**EXCERPTED DATA**
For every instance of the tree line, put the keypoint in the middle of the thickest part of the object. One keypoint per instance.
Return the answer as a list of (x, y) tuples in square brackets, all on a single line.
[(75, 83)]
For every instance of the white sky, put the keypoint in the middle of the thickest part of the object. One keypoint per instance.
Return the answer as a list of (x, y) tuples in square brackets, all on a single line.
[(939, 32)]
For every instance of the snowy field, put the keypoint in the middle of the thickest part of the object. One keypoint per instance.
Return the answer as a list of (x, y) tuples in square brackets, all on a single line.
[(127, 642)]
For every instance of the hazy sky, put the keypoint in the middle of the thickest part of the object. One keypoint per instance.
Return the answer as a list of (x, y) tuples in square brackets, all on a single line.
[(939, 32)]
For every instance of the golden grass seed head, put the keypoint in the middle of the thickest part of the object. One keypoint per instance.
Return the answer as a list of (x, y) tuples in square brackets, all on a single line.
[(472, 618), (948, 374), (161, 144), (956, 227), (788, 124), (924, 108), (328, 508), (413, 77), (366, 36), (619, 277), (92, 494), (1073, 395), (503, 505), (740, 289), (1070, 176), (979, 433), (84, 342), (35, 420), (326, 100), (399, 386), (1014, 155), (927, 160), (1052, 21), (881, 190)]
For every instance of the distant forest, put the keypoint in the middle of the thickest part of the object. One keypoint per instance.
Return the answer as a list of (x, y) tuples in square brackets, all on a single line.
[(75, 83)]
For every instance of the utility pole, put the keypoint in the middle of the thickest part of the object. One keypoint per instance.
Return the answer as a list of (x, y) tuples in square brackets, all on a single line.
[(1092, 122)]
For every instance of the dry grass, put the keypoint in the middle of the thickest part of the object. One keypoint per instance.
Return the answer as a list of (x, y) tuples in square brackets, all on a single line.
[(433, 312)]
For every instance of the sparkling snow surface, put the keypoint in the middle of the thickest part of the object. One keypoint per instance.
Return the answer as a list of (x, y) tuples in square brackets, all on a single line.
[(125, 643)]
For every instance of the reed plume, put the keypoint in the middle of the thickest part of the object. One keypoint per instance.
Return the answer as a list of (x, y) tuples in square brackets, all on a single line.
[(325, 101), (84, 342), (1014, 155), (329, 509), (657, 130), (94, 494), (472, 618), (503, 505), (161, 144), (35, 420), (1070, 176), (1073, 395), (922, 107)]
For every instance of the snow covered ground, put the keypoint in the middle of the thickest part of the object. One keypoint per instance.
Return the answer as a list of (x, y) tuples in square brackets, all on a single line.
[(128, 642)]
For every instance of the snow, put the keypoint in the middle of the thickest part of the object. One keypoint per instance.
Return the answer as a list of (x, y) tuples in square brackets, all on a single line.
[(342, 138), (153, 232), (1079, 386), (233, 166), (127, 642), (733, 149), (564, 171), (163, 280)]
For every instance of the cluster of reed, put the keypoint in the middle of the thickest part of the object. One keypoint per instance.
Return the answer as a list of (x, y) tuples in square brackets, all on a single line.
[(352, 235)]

**EXERCISE BRIEF**
Put each line of the data above into a Markdown table with the columns "Row" and "Line", numbering the rows and omitting blank lines.

**FULL SOLUTION**
| Row | Line |
|---|---|
| 1 | For every instance of the tree line, put the keypoint in the middle of the thickest part of the object. One keypoint per instance. |
| 2 | Return the answer as a list of (x, y) tuples in square brackets, all on a single line. |
| 3 | [(75, 83)] |
| 4 | For every instance of the white sky, put the keypoint in the middle of the thickest part of the object. One keypoint per instance. |
| 5 | Return the answer as a list of (x, y) tuples in square brackets, all on a single line. |
| 6 | [(939, 32)] |
| 7 | For every instance of the snowy field, put the keypoint in the middle of the thickest part of the object. One keypoint per instance. |
| 8 | Return the answer as a list of (x, y) tuples in square brackets, all on a single line. |
| 9 | [(127, 642)] |
| 10 | For every instance of the hazy sky, put the keypoint in the middle of the thickest part of the object. One keypoint per instance. |
| 11 | Return the answer as a list of (x, y) tuples in square brackets, all on a single line. |
| 12 | [(939, 32)] |
| 13 | For every instance of the golden grass seed head, put the keypoint in the middle of the thickest part of the object. One keypoint per instance. |
| 14 | Return the answer as a list of (x, y) tuples in square brackets, all on a single line. |
| 15 | [(472, 618), (948, 374), (161, 144), (956, 227), (788, 124), (924, 108), (328, 508), (413, 77), (366, 36), (619, 277), (92, 494), (1073, 395), (503, 505), (740, 289), (1070, 176), (979, 433), (84, 342), (35, 420), (326, 100), (399, 386), (1014, 155), (927, 160), (1052, 21), (881, 190)] |
| 16 | For every instance of the distant forest, put the keypoint in the middle of the thickest part of the object. One keypoint per instance. |
| 17 | Return the answer as a list of (x, y) tuples in square brackets, all on a single line. |
| 18 | [(75, 83)] |
| 19 | For every instance of the utility pole, put the keypoint in the middle of the thickest part of the object. One keypoint per instance. |
| 20 | Return the answer as a list of (x, y) tuples in square brackets, all on a single line. |
| 21 | [(1092, 122)] |
| 22 | For every instance of the dry grass, put the keypoint in the middle of the thickest part of the object. One keypoint per instance. |
| 23 | Return the answer as a list of (x, y) tuples in square brackets, all on a single line. |
| 24 | [(433, 312)] |
| 25 | For every instance of the sparkling snow surface, put the keypoint in the middle of the thickest part of the object. One keypoint per instance. |
| 26 | Return the answer as a list of (x, y) tuples in square brackets, all on a single line. |
| 27 | [(125, 643)] |
| 28 | For every instance of the reed plume, put the keypoint in the middle of the thickest part of the object. One keypoint per instance. |
| 29 | Return the answer as a list of (x, y) tuples in square brackets, all on a single line. |
| 30 | [(325, 101), (84, 342), (1014, 155), (329, 509), (657, 130), (94, 494), (472, 618), (503, 505), (161, 144), (35, 420), (1070, 176), (1073, 395), (922, 107)] |
| 31 | For every instance of the snow covered ground, put the keypoint in the middle of the thickest part of the object. One keypoint per instance. |
| 32 | Return the answer as a list of (x, y) tuples in square brackets, all on a single line. |
| 33 | [(128, 642)] |
| 34 | For every instance of the snow, put the keypoint in the middle of the thickest part of the object. One keypoint per instance. |
| 35 | Return the answer as a list of (x, y) tuples in square brackets, all on a single line. |
| 36 | [(342, 138), (153, 232), (1079, 386), (233, 166), (127, 642), (733, 149), (564, 171), (163, 280)] |
| 37 | For every instance of the cluster of reed, put the keypoint in the middle of the thickest part of the object. One keypoint per instance. |
| 38 | Return the answer as a list of (x, y) tuples in square brackets, all on a single line. |
| 39 | [(352, 235)] |